> _Work instructions_: Copy the dpEmu text from the words "How dpEmu works" through the words "Generation Basics tutorial.", changing "components" to "parts".

> _Selected extract_:
++++++
How dpEmu works

dpEmu consists of three components:

• A system for building error generators

• A system for running ML models with different error parameters

• Tools for visualizing the results

Error Generation

For a quick hands-on introduction to error generation in dpEmu, see the Error Generation Basics tutorial.

Error generation in dpEmu consists of three simple steps:

• Defining the structure of the data by constructing an error generation tree.

• Attaching filters (error sources) to the tree.

• Calling the generate_error method on the root node of the tree.

Creating an Error Generation Tree

Error generation trees consist of tree nodes. The most common type of leaf node is the Array, which can represent a Numpy array (or Python list) of any dimension. Even a scalar value can be represented by an Array node provided that node is not the root of the tree. If the fundamental unit of your data is a tuple (as is the case with, e.g. .wav audio data), use a Tuple node as the leaf.
++++++
> _Dataset excerpt_:

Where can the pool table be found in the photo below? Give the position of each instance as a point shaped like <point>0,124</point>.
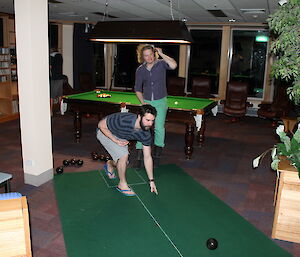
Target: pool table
<point>185,109</point>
++++++
> _Written reply_:
How dpEmu works

dpEmu consists of three parts:

• A system for building error generators

• A system for running ML models with different error parameters

• Tools for visualizing the results

Error Generation

For a quick hands-on introduction to error generation in dpEmu, see the Error Generation Basics tutorial.